--- INPUT Enclosed Below ---

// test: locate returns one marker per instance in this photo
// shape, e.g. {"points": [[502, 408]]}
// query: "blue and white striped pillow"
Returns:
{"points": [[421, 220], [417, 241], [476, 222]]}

--- End of Enclosed INPUT ---

_EXERCISE DETAILS:_ Each line of the material must be restated exactly.

_SOLUTION TO THE PROBLEM:_
// test: locate returns one marker per instance in this photo
// shape, e.g. {"points": [[502, 408]]}
// query: "blue and white striped pillow"
Returns:
{"points": [[421, 220], [417, 241], [476, 222]]}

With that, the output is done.